(SET EXERCISE): Rescale the lines in the records below, starting at the line containing "This trail-cam photo was taken at dusk. Identify portico" and ending at the line containing "[4,9,177,61]". Write out every one of those lines again, the wording lines as well, but multiply each box coordinate by 1.45 and round it to a whole number, rounding halves up.

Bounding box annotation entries
┌──
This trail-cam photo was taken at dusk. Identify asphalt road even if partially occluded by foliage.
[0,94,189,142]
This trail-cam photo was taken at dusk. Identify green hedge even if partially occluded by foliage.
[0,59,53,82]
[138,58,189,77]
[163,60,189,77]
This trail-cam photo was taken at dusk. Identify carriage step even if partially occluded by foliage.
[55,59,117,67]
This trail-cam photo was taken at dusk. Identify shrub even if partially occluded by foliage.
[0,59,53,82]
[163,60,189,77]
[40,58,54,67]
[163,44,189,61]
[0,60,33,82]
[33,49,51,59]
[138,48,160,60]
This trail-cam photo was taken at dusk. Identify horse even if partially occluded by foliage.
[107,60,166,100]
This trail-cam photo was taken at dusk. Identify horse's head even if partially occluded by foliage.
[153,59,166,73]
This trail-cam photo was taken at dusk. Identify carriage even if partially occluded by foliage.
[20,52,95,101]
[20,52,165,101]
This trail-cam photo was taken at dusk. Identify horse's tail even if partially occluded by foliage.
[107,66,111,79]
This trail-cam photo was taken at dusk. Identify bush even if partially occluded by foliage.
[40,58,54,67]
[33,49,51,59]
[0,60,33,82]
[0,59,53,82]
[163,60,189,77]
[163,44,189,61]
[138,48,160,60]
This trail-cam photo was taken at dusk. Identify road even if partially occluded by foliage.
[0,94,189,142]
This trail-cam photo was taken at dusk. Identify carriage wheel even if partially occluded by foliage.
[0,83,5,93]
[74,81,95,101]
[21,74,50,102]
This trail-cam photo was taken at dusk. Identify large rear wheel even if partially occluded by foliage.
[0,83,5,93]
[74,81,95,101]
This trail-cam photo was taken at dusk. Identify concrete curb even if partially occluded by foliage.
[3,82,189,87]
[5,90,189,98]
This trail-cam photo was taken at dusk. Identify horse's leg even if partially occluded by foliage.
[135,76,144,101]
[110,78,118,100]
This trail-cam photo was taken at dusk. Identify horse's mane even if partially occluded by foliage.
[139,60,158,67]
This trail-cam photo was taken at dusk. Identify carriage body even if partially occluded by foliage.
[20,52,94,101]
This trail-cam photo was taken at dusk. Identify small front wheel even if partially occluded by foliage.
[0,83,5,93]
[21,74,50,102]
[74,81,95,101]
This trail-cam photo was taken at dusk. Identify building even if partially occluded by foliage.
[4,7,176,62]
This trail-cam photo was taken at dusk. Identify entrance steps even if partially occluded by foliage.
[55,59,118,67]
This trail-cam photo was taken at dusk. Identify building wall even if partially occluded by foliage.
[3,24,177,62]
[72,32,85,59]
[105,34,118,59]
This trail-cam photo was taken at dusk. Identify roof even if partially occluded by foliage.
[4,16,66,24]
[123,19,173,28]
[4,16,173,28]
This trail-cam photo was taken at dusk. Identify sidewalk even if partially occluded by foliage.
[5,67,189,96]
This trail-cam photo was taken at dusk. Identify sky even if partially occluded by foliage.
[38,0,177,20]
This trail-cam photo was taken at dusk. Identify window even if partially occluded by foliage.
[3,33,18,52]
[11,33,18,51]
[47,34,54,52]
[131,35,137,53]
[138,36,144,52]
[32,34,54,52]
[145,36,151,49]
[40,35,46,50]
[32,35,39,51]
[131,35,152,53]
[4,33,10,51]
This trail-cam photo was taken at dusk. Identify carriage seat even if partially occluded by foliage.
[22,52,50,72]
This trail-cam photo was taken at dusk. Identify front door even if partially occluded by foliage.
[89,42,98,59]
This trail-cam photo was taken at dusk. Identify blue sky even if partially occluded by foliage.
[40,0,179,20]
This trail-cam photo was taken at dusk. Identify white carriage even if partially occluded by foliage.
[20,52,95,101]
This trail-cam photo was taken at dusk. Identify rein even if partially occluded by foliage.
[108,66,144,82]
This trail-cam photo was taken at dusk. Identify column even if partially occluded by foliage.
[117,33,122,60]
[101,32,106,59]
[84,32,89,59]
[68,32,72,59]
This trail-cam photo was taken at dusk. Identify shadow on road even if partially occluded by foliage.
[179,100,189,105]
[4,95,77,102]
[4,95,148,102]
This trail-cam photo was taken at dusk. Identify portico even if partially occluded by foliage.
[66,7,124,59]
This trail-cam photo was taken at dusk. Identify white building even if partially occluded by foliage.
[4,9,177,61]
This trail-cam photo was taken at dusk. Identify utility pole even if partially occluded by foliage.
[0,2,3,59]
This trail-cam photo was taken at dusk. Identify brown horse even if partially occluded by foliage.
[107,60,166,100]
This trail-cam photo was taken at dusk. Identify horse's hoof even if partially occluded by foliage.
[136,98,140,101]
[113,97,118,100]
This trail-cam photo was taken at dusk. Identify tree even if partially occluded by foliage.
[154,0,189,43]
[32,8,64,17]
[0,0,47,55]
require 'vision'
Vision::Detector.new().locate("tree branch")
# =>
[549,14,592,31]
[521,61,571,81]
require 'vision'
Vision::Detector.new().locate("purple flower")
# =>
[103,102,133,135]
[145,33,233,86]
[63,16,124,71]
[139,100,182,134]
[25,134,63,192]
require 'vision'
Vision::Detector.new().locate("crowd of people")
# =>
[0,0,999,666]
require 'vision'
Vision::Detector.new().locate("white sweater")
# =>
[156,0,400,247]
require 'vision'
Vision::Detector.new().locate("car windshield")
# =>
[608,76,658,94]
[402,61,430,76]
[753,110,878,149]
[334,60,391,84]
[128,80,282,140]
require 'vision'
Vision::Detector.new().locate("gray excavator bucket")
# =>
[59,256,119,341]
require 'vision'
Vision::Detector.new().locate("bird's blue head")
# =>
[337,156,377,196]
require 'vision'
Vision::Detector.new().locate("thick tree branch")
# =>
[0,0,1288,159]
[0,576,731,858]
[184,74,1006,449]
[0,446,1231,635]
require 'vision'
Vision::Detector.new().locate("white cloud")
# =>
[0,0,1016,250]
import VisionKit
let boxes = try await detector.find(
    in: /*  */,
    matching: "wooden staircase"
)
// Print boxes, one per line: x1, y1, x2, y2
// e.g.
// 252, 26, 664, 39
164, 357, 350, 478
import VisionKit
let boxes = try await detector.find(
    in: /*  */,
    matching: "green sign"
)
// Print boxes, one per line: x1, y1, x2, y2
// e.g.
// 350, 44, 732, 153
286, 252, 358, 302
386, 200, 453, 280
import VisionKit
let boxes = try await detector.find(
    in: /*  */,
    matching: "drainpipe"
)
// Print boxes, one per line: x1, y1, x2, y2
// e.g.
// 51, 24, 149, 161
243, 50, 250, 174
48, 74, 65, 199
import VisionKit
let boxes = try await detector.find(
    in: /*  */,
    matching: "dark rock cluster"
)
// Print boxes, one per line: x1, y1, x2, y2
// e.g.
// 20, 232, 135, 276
└──
(EXERCISE OUTPUT):
This trail-cam photo was taken at dusk. Identify portico even if partially occluded by foliage.
[96,10,180,86]
This trail-cam photo was taken at dusk. Identify white building even if partially occluded by foliage.
[6,13,257,88]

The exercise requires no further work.